(Dataset records)
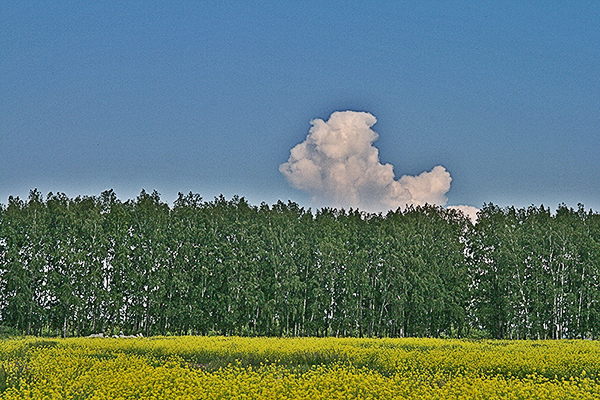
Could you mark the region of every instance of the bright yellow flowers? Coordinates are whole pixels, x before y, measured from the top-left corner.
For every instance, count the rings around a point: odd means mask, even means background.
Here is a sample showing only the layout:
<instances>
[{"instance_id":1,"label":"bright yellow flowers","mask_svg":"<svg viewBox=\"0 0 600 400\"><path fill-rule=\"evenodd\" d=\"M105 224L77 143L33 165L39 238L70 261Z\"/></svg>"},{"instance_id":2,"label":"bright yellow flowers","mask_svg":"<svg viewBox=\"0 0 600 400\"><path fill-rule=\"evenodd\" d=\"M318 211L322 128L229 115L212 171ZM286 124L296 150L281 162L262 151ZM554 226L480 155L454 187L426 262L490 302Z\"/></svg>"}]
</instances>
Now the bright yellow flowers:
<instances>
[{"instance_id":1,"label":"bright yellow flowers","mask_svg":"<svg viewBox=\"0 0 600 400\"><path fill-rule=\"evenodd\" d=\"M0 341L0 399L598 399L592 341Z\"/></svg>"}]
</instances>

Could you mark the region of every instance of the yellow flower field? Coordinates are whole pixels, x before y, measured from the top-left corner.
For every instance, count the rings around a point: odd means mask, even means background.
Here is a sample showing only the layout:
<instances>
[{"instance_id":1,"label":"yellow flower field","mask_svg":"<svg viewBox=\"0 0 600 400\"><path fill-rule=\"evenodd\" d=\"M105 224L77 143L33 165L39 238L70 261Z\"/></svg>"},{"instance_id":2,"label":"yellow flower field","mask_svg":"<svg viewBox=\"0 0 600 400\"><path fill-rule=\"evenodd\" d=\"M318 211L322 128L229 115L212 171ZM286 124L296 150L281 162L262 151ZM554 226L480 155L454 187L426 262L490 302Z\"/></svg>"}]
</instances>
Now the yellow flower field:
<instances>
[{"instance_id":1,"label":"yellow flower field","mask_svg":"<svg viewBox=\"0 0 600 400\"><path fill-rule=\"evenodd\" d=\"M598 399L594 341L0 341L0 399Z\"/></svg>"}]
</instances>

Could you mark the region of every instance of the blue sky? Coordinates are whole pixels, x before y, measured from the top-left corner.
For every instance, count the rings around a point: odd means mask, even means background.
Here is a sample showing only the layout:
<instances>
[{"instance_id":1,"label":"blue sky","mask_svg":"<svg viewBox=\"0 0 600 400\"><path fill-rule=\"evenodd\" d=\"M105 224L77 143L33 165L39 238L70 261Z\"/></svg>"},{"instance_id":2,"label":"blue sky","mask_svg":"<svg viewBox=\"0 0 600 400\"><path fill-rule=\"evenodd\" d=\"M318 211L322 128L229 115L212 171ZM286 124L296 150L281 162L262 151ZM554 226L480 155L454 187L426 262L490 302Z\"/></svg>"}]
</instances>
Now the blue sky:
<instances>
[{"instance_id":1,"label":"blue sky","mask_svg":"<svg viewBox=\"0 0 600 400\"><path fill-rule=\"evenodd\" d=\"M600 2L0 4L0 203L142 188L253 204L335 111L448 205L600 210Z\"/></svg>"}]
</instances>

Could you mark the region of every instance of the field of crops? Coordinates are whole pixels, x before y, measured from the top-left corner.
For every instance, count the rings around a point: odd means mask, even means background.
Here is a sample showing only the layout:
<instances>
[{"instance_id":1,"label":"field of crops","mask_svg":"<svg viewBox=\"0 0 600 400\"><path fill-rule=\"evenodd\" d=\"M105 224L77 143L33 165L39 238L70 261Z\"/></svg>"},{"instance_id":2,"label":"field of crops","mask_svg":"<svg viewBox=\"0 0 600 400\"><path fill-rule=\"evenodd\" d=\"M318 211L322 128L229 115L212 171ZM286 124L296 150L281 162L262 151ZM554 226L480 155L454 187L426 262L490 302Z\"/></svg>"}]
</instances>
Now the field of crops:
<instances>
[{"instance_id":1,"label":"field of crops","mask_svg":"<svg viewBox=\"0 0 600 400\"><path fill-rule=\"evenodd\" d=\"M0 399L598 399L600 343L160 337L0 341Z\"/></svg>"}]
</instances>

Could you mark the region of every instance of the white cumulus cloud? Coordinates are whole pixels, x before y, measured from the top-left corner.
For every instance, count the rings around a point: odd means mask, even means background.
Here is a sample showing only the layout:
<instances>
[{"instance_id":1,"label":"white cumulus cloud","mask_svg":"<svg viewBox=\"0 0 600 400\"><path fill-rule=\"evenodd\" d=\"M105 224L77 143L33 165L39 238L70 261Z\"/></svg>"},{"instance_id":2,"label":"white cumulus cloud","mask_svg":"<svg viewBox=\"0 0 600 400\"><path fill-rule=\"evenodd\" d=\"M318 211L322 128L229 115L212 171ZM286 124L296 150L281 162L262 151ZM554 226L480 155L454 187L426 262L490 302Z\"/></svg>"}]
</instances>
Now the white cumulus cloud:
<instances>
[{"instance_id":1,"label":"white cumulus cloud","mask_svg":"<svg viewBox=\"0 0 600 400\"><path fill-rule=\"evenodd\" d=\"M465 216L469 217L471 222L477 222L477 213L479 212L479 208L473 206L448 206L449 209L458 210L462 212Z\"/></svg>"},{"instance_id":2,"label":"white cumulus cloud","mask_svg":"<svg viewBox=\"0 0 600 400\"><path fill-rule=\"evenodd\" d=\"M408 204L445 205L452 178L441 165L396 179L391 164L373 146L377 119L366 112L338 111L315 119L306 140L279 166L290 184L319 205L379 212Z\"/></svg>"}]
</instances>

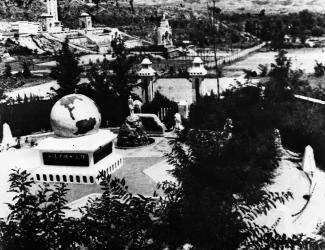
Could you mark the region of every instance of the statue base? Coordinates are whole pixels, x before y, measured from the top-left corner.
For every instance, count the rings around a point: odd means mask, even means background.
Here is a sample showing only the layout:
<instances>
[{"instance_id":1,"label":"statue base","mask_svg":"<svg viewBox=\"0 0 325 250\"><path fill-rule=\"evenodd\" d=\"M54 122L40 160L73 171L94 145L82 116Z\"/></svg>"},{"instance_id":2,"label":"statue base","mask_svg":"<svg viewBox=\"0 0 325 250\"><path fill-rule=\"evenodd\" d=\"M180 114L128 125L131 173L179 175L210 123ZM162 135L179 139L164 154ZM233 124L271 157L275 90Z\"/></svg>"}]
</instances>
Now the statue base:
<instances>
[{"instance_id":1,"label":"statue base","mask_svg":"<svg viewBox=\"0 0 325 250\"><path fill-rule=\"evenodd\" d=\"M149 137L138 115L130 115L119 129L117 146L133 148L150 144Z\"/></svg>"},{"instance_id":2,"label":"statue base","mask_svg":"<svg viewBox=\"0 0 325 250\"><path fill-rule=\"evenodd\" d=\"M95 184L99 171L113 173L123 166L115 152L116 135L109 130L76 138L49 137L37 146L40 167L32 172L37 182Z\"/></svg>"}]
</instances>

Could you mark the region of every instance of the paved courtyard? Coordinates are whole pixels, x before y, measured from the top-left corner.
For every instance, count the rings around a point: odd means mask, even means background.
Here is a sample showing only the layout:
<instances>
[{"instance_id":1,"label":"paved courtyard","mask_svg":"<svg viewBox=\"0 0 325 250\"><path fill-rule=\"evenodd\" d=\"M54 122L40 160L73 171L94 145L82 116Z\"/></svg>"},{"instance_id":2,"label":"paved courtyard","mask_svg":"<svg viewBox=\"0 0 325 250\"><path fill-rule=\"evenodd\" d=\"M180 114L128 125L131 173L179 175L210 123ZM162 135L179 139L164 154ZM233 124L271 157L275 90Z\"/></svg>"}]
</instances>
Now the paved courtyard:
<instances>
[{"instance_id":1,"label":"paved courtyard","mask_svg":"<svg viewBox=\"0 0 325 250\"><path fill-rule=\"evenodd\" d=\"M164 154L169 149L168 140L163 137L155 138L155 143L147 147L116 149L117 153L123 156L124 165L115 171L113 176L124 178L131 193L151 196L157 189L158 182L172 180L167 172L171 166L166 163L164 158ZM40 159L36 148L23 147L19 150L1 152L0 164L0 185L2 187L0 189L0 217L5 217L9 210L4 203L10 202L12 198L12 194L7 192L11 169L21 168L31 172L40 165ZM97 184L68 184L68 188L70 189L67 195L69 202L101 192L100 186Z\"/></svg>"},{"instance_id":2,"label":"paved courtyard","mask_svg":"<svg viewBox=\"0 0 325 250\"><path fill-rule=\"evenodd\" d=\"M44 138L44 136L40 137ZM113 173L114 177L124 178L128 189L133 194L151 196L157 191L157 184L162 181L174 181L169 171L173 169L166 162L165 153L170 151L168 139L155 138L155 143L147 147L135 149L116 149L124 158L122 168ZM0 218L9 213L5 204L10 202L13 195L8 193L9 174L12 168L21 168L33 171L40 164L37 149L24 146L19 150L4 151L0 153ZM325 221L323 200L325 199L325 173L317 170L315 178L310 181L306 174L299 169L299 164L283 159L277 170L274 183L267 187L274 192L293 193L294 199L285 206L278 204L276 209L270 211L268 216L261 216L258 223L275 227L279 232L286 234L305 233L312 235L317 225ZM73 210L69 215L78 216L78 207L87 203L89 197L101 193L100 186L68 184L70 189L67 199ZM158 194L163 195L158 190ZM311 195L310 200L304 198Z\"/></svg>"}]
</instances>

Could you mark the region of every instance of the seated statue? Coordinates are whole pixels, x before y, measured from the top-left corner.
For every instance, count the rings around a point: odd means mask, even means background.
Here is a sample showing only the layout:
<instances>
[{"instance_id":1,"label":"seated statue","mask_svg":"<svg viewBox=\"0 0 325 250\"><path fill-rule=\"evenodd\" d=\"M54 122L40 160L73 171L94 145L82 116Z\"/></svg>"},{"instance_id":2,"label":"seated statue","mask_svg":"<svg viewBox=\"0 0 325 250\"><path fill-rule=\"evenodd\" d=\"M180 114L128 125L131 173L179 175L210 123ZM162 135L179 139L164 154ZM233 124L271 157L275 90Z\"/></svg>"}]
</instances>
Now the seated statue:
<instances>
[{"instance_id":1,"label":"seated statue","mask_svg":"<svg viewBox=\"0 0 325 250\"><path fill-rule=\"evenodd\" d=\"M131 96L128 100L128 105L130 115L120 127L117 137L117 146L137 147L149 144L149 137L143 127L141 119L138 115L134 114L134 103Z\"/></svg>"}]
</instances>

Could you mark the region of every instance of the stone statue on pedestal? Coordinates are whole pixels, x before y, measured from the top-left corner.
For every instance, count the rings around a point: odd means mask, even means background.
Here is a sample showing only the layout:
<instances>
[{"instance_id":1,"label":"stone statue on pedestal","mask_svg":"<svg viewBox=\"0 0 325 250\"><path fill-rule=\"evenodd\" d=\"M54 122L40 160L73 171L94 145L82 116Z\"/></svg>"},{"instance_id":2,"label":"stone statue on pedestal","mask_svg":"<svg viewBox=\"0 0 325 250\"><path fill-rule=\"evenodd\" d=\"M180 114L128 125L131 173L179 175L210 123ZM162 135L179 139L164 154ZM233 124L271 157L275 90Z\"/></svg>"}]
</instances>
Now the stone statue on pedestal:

> [What the exercise asks]: Within the data, count the lines that hold the word "mark". Answer with the figure and nothing more.

> [Answer to this exercise]: 9